**GIVEN INSTRUCTION**
Give back all the data exactly, line by line.

::::::::

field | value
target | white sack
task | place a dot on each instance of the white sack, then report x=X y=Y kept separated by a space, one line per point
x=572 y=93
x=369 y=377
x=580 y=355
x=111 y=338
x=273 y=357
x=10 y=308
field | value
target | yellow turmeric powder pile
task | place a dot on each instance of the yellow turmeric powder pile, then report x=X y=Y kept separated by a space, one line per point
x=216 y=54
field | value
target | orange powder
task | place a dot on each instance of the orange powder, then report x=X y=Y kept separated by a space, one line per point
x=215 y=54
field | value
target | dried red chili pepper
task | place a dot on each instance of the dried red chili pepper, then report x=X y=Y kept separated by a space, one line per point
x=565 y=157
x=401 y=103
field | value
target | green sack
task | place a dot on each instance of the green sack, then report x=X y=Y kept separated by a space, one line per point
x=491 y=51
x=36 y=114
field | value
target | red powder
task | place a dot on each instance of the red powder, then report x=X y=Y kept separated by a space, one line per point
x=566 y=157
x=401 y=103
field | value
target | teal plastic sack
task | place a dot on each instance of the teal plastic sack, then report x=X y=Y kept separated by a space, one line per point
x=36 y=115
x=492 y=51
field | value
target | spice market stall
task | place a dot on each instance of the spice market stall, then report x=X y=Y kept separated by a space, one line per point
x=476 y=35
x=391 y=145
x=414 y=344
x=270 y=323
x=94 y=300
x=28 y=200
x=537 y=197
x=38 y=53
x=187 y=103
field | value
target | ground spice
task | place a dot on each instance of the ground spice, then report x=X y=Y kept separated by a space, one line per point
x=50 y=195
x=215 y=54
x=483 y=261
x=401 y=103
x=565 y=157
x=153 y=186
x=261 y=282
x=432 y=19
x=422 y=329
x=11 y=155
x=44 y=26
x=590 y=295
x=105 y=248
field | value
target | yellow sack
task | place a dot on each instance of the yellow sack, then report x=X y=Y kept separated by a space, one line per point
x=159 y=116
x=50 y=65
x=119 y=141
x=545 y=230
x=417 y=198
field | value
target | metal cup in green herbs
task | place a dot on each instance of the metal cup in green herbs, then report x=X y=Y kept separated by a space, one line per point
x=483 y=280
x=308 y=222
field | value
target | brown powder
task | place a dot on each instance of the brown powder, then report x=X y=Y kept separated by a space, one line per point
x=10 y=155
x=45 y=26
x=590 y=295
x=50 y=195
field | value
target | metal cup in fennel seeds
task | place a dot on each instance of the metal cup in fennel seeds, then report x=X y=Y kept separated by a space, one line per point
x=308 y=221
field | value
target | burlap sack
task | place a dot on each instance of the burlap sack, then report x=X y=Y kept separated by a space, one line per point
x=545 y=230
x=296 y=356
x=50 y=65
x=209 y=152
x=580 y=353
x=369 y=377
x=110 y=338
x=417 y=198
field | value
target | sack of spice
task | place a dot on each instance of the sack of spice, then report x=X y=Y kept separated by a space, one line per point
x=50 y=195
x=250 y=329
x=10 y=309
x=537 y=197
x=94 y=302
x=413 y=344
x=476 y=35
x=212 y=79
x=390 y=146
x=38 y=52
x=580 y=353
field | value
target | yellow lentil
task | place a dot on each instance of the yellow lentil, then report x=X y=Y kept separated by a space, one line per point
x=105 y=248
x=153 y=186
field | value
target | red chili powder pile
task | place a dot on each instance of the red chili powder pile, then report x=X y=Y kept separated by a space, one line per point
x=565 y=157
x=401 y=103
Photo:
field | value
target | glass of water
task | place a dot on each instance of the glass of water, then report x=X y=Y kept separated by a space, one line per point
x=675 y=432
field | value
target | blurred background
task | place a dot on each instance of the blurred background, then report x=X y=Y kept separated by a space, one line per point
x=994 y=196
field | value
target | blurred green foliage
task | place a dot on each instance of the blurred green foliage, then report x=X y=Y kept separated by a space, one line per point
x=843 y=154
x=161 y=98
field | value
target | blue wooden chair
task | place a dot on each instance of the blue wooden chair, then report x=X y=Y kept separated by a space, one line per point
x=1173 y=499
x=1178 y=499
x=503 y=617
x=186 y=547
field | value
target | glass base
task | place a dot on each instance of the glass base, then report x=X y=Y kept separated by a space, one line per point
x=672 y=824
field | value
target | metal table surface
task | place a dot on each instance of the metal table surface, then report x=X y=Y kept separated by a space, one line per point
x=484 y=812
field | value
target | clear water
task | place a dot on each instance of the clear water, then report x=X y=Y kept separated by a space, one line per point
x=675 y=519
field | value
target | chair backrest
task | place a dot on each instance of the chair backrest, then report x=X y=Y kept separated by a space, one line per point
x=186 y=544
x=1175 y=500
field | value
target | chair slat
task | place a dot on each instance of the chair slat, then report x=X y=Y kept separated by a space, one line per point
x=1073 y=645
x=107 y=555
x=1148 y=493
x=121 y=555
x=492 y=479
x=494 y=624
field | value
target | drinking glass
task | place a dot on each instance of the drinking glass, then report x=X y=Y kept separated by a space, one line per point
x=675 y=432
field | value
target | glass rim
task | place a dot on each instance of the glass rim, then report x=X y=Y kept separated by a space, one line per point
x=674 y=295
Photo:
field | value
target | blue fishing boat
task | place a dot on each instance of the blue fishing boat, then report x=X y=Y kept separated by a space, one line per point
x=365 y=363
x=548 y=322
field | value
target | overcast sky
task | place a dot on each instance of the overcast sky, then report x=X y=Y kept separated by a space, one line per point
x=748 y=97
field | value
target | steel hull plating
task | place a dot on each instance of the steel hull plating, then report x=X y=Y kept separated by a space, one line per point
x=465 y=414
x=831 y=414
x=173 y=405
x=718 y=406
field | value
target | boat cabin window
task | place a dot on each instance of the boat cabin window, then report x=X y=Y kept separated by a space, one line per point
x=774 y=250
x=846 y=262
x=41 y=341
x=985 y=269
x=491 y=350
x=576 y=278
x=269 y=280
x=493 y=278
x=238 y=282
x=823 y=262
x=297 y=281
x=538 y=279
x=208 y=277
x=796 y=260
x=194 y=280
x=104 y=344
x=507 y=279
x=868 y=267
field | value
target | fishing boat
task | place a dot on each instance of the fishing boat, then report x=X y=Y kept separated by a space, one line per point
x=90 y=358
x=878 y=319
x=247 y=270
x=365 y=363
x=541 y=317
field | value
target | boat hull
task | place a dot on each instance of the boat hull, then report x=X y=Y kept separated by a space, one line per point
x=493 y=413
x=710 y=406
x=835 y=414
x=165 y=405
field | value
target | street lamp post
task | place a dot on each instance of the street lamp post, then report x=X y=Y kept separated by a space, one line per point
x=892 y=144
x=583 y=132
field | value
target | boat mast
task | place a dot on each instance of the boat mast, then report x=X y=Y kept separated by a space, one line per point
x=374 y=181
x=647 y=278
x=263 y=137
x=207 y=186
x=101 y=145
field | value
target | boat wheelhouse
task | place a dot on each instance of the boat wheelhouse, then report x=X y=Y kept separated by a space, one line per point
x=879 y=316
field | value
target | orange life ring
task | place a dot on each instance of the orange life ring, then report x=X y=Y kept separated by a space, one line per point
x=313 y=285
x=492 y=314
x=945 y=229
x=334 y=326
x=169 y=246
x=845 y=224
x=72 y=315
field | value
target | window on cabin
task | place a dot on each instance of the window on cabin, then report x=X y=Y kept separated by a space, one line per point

::::::::

**REPLY**
field | value
target | white sack
task | place a dot on each instance of the white sack, then report x=X y=Y kept separated by a space, one line per point
x=572 y=93
x=369 y=377
x=580 y=355
x=111 y=338
x=273 y=357
x=10 y=308
field | value
target | yellow turmeric powder pile
task | place a dot on each instance of the yellow turmeric powder pile, then report x=X y=Y kept separated by a space, one line per point
x=216 y=54
field | value
target | orange powder
task | place a dot on each instance of the orange powder, then report x=X y=Y kept separated by a space, one line per point
x=215 y=54
field | value
target | dried red chili pepper
task | place a dot on each instance of the dried red chili pepper, then report x=X y=Y kept separated by a space, one line per point
x=565 y=157
x=401 y=103
field | value
target | green sack
task | place a dot on each instance of the green sack, then report x=X y=Y kept separated by a space, one line per point
x=491 y=51
x=36 y=114
field | value
target | red powder
task | place a dot on each instance of the red powder, then report x=X y=Y kept separated by a space, one line per point
x=566 y=157
x=401 y=103
field | value
target | teal plastic sack
task | place a dot on each instance of the teal plastic sack, then report x=X y=Y kept separated by a space, one line per point
x=36 y=115
x=492 y=51
field | value
target | spice market stall
task | place a dot on each instance of the spice market stall, then report x=X y=Y kept separated by a space, one line per point
x=476 y=35
x=391 y=145
x=414 y=344
x=270 y=323
x=94 y=300
x=28 y=200
x=537 y=197
x=38 y=53
x=187 y=103
field | value
target | ground spice
task | place a dot on each instance of the ground spice, then report x=X y=Y kept separated by a space, one line per point
x=50 y=195
x=215 y=54
x=483 y=261
x=401 y=103
x=565 y=157
x=153 y=186
x=261 y=282
x=432 y=19
x=422 y=329
x=11 y=155
x=44 y=26
x=590 y=295
x=105 y=248
field | value
target | yellow sack
task | place a dot on each instance of the yellow sack, then report x=X y=Y kept separated by a space, one line per point
x=159 y=116
x=50 y=65
x=119 y=141
x=545 y=230
x=417 y=198
field | value
target | metal cup in green herbs
task | place a dot on each instance of the metal cup in green herbs, then report x=X y=Y kept separated by a space, one line per point
x=483 y=280
x=308 y=222
field | value
target | brown powder
task | place a dot on each instance of the brown powder, then report x=X y=Y kept separated by a space, one line per point
x=10 y=155
x=45 y=26
x=590 y=295
x=50 y=195
field | value
target | metal cup in fennel seeds
task | place a dot on each instance of the metal cup in fennel seeds, then report x=X y=Y kept separated by a space, one line per point
x=308 y=221
field | value
target | burlap sack
task | place a dot on each instance of the burlap sack, then report x=X y=Y kept separated by a space, one line per point
x=545 y=230
x=296 y=356
x=50 y=65
x=209 y=152
x=580 y=353
x=369 y=377
x=110 y=338
x=417 y=198
field | value
target | sack of spice
task | place a dot on each instance of the sack of spice, then report x=X y=Y kept separated by a space, one line per point
x=50 y=195
x=250 y=329
x=10 y=309
x=537 y=197
x=94 y=302
x=413 y=344
x=476 y=35
x=212 y=79
x=390 y=146
x=38 y=52
x=580 y=353
field | value
target | yellow lentil
task | place a dot on each instance of the yellow lentil, then report x=X y=Y kept separated by a space, one line per point
x=105 y=248
x=153 y=186
field | value
target | red chili powder pile
task | place a dot on each instance of the red chili powder pile, then report x=X y=Y kept separated by a space, one line per point
x=565 y=157
x=401 y=103
Photo:
field | value
target | glass of water
task | place a dot on each instance of the glass of water, then report x=X y=Y kept separated by a space, one line per point
x=675 y=432
field | value
target | blurred background
task | place a dot on each instance of the blurred background, then report x=X y=Y kept separated by a space, one line per point
x=994 y=196
field | value
target | blurred green foliage
task | place a dot on each instance of the blurred green foliage, then report x=X y=Y kept separated by a space, one line per point
x=843 y=154
x=161 y=98
field | value
target | blue wooden chair
task | place a dot on each instance of the blue wooden chair, then report x=X y=Y kept separated by a space, one line per point
x=1173 y=499
x=1178 y=499
x=503 y=617
x=186 y=547
field | value
target | glass base
task | place a dot on each instance of the glass base, then report x=X y=Y kept separated by a space, one line per point
x=672 y=824
field | value
target | metal table surface
task | place a dot on each instance of the metal table surface, then report x=X y=Y kept separated by a space, one line per point
x=484 y=812
field | value
target | clear water
task | place a dot on each instance of the clear water, then report x=X y=Y kept separated by a space, one line per point
x=675 y=519
field | value
target | chair backrest
task | place a dot on each instance of the chair backrest, then report x=X y=Y kept separated by a space, one line per point
x=186 y=544
x=1175 y=500
field | value
target | chair slat
task | place a dot on each instance of the chair slat, then report x=X y=Y kept separated by a space, one line per point
x=1073 y=645
x=107 y=555
x=1148 y=493
x=121 y=555
x=492 y=479
x=494 y=624
field | value
target | drinking glass
task | place a dot on each instance of the drinking glass, then report x=X y=Y kept separated by a space, one line per point
x=675 y=432
field | value
target | glass rim
task | place a dot on each instance of the glass rim, then report x=X y=Y kept separated by a space, one line per point
x=674 y=295
Photo:
field | value
target | blue fishing boat
task | place a dot on each instance of the blue fishing boat, then report x=X y=Y kept separated by a space, one line per point
x=365 y=363
x=548 y=322
field | value
target | overcast sky
task | place a dot on each instance of the overcast sky, then report x=X y=Y kept separated by a space, one line per point
x=748 y=97
field | value
target | steel hull plating
task | place a dot on each instance of the steel hull plating, then report x=X y=Y kept separated by a space, one line per point
x=465 y=414
x=831 y=414
x=173 y=405
x=718 y=406
field | value
target | boat cabin window
task | place a dot on each instance of the boat cabin window, then report x=X y=Y kept separated by a space, one line per point
x=774 y=250
x=846 y=262
x=41 y=341
x=985 y=269
x=491 y=350
x=576 y=278
x=269 y=280
x=493 y=278
x=238 y=282
x=823 y=262
x=297 y=281
x=538 y=279
x=208 y=277
x=796 y=260
x=194 y=280
x=104 y=344
x=507 y=279
x=868 y=267
field | value
target | fishing boat
task | place a dot on each instance of the fishing boat, then report x=X y=Y kept separated by a space, one line per point
x=90 y=358
x=878 y=319
x=247 y=270
x=365 y=363
x=541 y=317
field | value
target | boat hull
task | place a dot on each instance of the boat hull, then report x=X y=Y kept separated by a space, one line per point
x=493 y=413
x=710 y=406
x=835 y=414
x=165 y=405
field | value
target | street lamp post
task | place a dot on each instance of the street lamp post, then report x=X y=Y kept separated by a space, one line per point
x=892 y=144
x=583 y=132
field | value
target | boat mast
task | place a dot on each instance of the boat mast, then report x=X y=Y kept separated by a space, one line per point
x=374 y=181
x=647 y=278
x=263 y=137
x=207 y=186
x=101 y=145
field | value
target | boat wheelhouse
task | place a dot on each instance of the boat wheelhouse, then report x=X y=Y kept separated by a space, one line per point
x=879 y=316
field | value
target | orange life ring
task | place a dot on each instance of the orange life ring, then report x=X y=Y kept separated by a space, one line per point
x=313 y=285
x=492 y=314
x=945 y=229
x=334 y=326
x=169 y=246
x=845 y=224
x=72 y=315
field | value
target | window on cabin
task | place a dot on each instance of the window on cabin, then report x=X y=Y kept separated by a space, one line per point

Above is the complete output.